Wondering why and how you can be using Venn Diagrams to work on compare and contrast with your speech and language students?
Speech and language students can struggle in various ways. They can struggle with vocabulary, memory, organization of language, and comprehending what they heard/read. Graphic organizers are a great tool to help our students.
Why use graphic organizers in speech therapy?
There is tons of evidence to support the use of graphic organizers.
Students with ASD and LLDs often struggle to understand relationships among critical concepts. They require explicit instruction in how content is related to background knowledge so they can make inference. (Ward-Lonergan & Duthie, 2016)
Graphic organizers can be used to identify salient details. They can be used to minimize extraneous information that frequently distracts students from the most important content. (DiCecco & Gleason, 2002)
As you can see…our students can benefit from it so why not use it! But let’s focus on the Venn Diagram for comparing and contrasting.

» **Exercise**: Can you update the stretch of the graphic organizers text from "Why use graphic" through "(Ward-Lonergan & Duthie, 2016)", writing it out again with "critical concepts" changed to "key concepts"? You won't need any of the data below.

» **Input data**:
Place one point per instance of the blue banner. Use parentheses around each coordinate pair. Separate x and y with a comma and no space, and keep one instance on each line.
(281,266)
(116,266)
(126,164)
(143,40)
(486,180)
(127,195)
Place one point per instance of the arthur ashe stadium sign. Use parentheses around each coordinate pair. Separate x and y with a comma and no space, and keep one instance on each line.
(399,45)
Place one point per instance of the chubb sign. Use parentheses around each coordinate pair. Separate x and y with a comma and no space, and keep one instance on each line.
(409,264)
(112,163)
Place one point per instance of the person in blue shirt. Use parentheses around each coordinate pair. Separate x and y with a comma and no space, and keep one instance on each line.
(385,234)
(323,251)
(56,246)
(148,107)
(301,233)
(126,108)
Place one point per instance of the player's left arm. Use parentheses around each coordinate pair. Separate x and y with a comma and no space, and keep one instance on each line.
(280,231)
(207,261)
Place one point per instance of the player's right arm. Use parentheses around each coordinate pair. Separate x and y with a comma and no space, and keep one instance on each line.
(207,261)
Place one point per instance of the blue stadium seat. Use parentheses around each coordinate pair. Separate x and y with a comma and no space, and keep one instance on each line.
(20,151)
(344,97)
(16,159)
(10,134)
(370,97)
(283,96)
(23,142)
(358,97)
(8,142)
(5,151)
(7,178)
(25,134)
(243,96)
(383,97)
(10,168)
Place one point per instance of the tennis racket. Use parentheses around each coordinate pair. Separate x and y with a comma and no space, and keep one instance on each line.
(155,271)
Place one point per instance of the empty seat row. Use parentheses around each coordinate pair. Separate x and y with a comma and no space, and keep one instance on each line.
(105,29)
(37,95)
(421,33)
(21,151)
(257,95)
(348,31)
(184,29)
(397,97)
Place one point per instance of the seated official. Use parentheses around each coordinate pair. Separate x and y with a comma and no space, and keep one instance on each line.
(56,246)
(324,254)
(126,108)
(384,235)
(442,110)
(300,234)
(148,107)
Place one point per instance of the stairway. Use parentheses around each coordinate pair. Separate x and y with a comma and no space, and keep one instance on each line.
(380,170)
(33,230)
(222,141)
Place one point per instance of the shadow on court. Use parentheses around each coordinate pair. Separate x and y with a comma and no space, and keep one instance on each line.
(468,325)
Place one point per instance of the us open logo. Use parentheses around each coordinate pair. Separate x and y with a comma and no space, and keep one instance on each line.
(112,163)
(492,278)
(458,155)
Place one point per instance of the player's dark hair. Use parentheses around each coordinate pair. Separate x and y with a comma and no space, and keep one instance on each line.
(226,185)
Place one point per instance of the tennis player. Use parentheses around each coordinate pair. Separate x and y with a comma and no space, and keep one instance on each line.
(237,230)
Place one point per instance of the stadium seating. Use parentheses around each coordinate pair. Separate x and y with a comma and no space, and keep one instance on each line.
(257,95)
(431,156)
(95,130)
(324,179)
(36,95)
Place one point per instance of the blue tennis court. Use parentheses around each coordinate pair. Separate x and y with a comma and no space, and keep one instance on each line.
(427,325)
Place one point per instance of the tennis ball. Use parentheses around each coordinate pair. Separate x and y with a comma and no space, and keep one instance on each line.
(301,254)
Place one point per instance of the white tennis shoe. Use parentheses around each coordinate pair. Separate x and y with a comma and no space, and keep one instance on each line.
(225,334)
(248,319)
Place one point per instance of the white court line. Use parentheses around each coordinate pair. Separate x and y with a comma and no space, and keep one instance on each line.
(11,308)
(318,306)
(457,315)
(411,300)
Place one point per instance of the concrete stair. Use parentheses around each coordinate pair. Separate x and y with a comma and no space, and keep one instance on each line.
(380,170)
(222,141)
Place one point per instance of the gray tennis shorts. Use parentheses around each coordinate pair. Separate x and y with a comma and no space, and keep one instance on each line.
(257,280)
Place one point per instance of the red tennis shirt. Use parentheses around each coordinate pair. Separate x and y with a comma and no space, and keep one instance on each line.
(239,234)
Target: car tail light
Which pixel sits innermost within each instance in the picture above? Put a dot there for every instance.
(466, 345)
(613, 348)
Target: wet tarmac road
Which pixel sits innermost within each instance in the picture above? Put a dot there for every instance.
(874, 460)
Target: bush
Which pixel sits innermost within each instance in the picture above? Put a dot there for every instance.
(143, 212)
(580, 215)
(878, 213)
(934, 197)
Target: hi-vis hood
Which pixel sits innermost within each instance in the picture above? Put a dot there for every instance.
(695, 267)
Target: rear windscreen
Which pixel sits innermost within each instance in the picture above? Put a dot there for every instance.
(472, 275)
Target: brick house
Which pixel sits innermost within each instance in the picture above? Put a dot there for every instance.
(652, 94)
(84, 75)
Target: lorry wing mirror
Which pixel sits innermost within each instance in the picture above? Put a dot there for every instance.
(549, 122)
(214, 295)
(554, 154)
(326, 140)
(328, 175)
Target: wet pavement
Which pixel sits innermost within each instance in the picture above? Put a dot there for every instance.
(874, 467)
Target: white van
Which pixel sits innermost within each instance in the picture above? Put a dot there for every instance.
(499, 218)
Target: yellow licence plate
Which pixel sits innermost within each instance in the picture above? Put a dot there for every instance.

» **Written answer**:
Why use graphic organizers in speech therapy?
There is tons of evidence to support the use of graphic organizers.
Students with ASD and LLDs often struggle to understand relationships among key concepts. They require explicit instruction in how content is related to background knowledge so they can make inference. (Ward-Lonergan & Duthie, 2016)